**What the task asks**
Only the lines with "plate" in the entries below belong in the answer; please copy them.

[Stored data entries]
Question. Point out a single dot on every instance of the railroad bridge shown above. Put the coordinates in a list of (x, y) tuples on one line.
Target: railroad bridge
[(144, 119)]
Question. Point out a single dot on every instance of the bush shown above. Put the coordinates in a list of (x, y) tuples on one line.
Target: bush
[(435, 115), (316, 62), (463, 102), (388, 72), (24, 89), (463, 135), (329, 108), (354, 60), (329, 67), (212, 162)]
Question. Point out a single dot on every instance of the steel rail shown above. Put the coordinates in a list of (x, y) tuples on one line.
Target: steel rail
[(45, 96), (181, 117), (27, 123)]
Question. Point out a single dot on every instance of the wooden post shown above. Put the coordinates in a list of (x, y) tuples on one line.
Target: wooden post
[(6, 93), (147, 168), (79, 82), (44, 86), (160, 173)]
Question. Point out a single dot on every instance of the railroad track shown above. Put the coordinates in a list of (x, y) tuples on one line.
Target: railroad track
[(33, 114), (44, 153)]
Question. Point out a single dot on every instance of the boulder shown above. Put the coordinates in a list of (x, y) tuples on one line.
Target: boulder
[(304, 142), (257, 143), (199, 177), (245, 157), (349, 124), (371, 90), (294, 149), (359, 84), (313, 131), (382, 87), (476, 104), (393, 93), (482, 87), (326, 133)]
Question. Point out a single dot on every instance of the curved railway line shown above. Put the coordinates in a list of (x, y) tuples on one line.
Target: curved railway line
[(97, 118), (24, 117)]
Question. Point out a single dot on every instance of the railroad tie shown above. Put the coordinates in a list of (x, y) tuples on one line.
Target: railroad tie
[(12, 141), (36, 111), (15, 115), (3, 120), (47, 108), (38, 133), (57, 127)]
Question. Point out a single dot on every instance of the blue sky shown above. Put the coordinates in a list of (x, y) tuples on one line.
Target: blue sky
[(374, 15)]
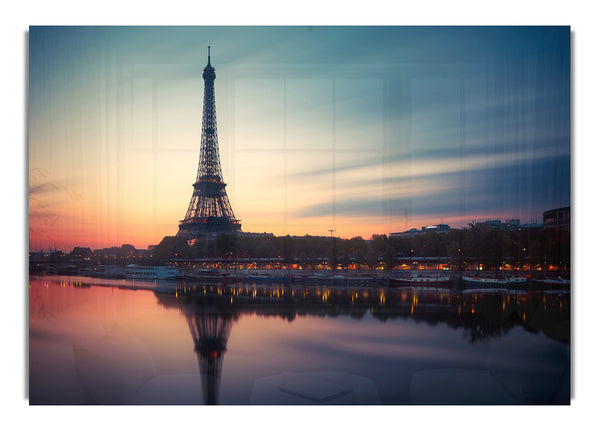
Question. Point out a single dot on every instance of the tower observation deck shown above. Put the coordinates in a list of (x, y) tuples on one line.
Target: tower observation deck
[(209, 212)]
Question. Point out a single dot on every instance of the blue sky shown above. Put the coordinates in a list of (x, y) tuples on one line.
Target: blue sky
[(359, 129)]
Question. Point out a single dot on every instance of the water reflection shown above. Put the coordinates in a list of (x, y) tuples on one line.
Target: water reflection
[(210, 327), (211, 310), (482, 315), (120, 343)]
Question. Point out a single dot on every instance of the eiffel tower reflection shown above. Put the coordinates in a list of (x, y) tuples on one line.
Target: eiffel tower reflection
[(210, 330), (210, 326)]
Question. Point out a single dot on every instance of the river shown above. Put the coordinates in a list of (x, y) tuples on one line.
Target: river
[(94, 341)]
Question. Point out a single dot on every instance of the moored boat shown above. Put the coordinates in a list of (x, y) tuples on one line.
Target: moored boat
[(151, 272), (554, 282), (419, 280), (495, 282)]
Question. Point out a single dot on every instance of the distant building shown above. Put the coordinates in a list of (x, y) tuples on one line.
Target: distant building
[(559, 218), (406, 233), (512, 224), (440, 228)]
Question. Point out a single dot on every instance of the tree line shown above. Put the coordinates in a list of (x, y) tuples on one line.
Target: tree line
[(477, 244)]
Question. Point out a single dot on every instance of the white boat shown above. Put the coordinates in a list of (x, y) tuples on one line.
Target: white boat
[(551, 282), (418, 280), (496, 282), (151, 272)]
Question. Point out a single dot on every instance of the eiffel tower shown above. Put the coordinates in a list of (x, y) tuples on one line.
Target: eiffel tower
[(209, 212)]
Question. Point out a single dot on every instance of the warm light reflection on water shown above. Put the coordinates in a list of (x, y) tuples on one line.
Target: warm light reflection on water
[(119, 342)]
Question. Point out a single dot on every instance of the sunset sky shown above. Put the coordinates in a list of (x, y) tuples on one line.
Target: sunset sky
[(364, 130)]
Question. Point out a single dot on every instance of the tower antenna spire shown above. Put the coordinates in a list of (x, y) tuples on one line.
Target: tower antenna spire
[(209, 212)]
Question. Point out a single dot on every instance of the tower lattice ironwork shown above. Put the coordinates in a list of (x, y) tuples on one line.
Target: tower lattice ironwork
[(209, 212)]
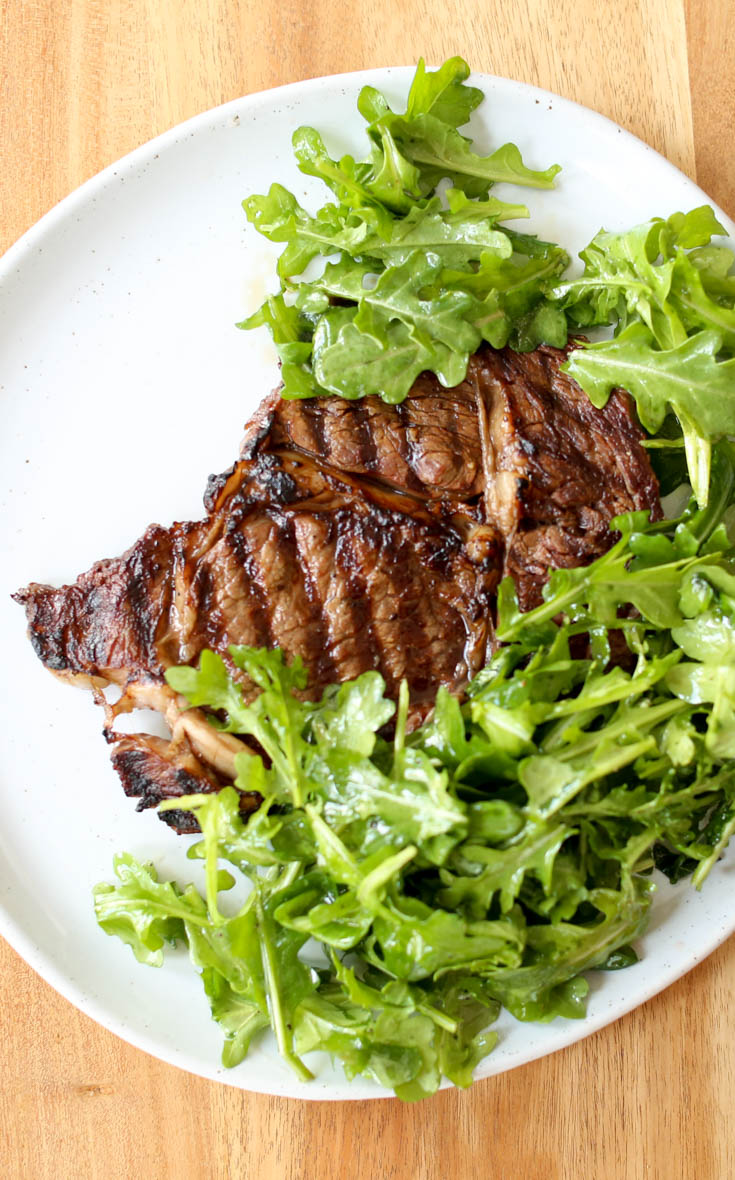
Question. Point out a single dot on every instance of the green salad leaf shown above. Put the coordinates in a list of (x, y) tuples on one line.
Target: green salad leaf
[(401, 887), (491, 857), (411, 279)]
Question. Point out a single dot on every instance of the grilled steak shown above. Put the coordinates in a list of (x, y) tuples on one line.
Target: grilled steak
[(356, 535)]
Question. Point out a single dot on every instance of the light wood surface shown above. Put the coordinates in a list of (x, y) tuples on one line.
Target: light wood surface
[(83, 83)]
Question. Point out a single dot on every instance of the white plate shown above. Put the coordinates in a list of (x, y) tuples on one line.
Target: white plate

**Solution below**
Question. Point out a single dot on every instance of the white plate shown above. Put the coordinates in a list of (x, y) tuples on one line.
Target: white plate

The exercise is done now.